The Skeptics Society & Skeptic magazine


EPISODE # 314

Martin Rees — Can Science Save Us?

If Science is to Save Us (book cover)

Shermer and Rees discuss:

  • Existential threats or serious problems to solve?
  • overpopulation
  • biodiversity loss
  • climate change
  • AI and self-driving cars, robots, and unemployment
  • his bet with Steven Pinker
  • how science works as a communal activity
  • scientific creativity
  • science communication
  • science creativity
  • Why aren’t there more women and people of color in STEM fields?
  • verification vs. falsification: from Francis Bacon to Karl Popper
  • Bayesian reasoning and scientific progress
  • Model Dependent Realism and the nature of reality
  • Fermi’s Paradox: where is everyone (ETIs)?
  • the “fine-tuning” of the universe and Intelligent Design Creationism
  • Secular Intelligent Design and the future of super computers and AI
  • science and religion
  • his disagreement with Richard Dawkins
  • why he’s an atheist but wants to be buried in the Presbyterian church in which he was raised
  • mysterian mysteries: are there things we can never know, even in principle?

* **Object point labels**:
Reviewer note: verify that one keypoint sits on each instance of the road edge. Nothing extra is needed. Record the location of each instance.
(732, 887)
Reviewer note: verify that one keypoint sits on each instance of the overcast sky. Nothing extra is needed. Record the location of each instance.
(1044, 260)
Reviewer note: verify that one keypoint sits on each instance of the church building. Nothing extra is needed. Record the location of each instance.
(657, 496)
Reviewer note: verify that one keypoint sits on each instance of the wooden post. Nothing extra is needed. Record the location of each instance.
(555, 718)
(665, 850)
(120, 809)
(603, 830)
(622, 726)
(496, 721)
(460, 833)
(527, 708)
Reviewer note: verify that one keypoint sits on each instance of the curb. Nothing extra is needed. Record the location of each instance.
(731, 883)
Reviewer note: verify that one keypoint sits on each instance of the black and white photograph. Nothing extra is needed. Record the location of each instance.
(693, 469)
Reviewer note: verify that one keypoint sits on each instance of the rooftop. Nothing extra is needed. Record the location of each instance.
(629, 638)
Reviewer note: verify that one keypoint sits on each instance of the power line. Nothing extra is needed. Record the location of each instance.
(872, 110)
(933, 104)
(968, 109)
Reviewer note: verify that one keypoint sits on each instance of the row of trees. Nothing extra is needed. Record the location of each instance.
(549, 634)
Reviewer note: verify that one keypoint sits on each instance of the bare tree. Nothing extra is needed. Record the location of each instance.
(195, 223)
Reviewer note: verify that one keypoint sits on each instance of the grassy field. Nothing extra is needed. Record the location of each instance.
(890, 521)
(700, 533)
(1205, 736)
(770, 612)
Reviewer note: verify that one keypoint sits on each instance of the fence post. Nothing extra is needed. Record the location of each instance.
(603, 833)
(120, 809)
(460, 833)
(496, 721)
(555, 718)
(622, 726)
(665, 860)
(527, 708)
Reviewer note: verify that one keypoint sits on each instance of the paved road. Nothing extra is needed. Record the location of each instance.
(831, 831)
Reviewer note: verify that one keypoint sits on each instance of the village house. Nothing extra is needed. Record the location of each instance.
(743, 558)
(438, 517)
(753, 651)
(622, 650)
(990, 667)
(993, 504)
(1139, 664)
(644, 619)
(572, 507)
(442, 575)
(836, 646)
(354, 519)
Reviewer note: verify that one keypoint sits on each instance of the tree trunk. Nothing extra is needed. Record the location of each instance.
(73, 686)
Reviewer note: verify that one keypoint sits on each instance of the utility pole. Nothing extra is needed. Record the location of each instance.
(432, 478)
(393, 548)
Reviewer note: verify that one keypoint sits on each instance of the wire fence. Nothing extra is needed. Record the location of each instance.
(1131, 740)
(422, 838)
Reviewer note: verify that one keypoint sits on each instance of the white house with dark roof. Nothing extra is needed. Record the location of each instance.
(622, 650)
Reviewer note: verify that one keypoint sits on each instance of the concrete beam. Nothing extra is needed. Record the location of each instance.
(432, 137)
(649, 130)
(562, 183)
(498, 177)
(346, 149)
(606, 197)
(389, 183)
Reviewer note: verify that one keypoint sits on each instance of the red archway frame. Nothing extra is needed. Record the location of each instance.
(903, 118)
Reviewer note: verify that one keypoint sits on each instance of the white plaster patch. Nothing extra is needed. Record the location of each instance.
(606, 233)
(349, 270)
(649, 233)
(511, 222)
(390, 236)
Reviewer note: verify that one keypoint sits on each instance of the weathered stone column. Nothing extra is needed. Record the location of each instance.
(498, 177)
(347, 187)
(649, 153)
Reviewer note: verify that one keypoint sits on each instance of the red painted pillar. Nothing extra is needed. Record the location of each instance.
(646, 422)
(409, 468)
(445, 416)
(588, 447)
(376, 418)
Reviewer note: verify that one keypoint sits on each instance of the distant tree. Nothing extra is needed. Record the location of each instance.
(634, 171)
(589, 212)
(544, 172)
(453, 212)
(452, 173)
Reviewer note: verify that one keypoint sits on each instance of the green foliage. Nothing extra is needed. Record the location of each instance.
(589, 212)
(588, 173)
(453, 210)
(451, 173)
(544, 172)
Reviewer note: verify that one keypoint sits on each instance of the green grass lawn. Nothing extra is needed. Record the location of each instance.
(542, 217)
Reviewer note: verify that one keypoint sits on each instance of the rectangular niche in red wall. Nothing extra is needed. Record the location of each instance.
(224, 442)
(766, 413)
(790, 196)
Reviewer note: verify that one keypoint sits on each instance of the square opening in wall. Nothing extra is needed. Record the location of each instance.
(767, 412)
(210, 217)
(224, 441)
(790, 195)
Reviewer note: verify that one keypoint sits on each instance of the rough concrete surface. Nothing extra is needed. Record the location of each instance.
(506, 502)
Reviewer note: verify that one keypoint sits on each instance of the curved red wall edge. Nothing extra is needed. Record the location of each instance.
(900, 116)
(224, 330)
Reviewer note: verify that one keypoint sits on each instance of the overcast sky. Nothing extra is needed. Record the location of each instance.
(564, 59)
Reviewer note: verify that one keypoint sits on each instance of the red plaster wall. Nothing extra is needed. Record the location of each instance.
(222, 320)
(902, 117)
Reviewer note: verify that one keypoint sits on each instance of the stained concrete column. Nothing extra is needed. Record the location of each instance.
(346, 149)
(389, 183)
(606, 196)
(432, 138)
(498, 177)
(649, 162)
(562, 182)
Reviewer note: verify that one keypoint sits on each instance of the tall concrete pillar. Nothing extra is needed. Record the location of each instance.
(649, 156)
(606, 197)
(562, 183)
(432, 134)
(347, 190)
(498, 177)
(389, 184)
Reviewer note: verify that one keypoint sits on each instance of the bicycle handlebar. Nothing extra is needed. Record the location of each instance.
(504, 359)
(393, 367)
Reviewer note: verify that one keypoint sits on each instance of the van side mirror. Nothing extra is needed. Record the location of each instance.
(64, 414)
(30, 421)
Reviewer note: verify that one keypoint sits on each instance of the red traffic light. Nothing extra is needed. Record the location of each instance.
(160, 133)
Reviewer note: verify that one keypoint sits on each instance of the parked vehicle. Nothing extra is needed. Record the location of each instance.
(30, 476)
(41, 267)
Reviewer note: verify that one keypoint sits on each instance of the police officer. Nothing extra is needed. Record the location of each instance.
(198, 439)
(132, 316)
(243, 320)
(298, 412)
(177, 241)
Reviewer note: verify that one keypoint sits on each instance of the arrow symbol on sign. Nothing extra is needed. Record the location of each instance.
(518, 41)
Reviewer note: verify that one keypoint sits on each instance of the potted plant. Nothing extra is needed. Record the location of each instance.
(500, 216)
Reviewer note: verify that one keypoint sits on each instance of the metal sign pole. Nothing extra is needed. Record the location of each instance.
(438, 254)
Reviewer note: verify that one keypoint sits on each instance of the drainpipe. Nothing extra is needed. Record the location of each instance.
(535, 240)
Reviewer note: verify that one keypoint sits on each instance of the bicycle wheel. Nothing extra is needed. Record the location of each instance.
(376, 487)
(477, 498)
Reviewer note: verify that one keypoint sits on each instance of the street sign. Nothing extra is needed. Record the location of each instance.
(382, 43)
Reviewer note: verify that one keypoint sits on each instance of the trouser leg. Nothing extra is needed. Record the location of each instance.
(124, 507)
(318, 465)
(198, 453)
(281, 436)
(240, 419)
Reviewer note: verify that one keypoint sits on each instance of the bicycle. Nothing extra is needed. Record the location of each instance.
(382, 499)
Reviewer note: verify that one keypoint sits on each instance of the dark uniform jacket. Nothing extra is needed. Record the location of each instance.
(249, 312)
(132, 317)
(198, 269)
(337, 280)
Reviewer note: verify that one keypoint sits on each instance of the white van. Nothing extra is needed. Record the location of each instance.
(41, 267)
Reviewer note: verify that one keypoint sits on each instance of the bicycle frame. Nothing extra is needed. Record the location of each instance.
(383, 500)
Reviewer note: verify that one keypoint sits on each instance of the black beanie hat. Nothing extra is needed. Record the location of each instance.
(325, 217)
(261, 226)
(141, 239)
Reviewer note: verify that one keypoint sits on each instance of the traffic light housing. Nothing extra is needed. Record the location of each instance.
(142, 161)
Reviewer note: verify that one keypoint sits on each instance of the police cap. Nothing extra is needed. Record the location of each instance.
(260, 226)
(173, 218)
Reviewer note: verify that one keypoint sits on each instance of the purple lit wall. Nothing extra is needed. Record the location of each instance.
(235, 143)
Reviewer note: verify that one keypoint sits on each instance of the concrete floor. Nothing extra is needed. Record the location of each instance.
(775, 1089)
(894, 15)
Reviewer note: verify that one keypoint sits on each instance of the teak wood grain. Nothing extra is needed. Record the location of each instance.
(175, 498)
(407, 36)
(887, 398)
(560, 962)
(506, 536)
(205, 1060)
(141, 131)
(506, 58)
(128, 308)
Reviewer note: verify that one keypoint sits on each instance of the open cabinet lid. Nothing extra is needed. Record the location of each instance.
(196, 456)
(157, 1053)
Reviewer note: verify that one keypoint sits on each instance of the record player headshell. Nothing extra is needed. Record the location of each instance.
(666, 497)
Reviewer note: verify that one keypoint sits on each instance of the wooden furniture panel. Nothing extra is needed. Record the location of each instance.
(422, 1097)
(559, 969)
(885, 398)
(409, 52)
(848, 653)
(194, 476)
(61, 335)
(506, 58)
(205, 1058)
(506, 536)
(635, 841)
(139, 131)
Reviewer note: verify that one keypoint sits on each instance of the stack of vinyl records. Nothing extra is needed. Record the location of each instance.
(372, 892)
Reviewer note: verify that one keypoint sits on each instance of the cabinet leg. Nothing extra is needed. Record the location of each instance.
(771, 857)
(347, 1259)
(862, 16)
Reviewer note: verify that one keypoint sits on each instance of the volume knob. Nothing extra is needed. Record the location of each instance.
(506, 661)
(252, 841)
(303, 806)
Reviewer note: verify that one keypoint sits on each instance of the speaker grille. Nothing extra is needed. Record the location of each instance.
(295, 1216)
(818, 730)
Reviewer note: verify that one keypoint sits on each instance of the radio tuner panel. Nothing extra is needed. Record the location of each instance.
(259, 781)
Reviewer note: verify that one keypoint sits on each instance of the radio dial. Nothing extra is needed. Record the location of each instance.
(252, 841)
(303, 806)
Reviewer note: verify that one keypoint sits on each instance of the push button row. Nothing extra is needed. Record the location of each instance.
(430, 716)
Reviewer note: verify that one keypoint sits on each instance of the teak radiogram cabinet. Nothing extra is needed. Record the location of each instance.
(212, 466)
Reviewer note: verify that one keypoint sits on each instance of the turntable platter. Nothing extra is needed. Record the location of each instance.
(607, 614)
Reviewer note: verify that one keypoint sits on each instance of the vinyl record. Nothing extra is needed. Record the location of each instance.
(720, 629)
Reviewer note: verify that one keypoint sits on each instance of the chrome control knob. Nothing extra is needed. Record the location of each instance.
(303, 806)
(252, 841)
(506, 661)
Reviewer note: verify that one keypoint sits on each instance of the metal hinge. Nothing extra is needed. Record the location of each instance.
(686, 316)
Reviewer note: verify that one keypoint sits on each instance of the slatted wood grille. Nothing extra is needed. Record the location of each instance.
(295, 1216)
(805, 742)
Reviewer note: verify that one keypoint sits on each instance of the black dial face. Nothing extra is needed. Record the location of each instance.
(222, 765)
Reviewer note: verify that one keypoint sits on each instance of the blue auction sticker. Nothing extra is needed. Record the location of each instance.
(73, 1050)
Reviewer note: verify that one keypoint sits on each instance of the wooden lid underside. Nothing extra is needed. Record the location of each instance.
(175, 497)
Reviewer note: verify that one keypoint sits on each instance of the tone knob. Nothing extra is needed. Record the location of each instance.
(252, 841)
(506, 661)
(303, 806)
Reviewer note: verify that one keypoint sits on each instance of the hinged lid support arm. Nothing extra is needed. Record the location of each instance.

* **Exercise prompt**:
Proceed with the podcast episode page on Martin Rees, writing on from its last line. The items are not needed for this work.

* **Response to this exercise**:
Martin Rees is Astronomer Royal, former President of the Royal Society, Fellow (and former Master) of Trinity College, Cambridge, and Emeritus Professor of Cosmology and Astrophysics at the University of Cambridge. He sits as a member of the UK House of Lords. He is the author of many bestselling popular science books, including: On the Future; Just Six Numbers; Before the Beginning; and Our Final Hour. His newest book is If Science is to Save Us.

About the Book

There has never been a time when “following the science” has been more important for humanity. At no other point in history have we had such advanced knowledge and technology at our fingertips, nor had such astonishing capacity to determine the future of our planet.

But the decisions we must make on how science is applied belong outside the lab and should be the outcome of wide public debate. For that to happen, science needs to become part of our common culture. Science is not just for scientists: if it were, it could never save us from the multiple crises we face. For science can save us, if its innovations mesh carefully into society and its applications are channeled for the common good.

As Martin Rees argues in this expert and personal analysis of the scientific endeavour on which we all depend, we need to think globally, we need to think rationally and we need to think long-term, empowered by twenty-first-century technology but guided by values that science alone cannot provide.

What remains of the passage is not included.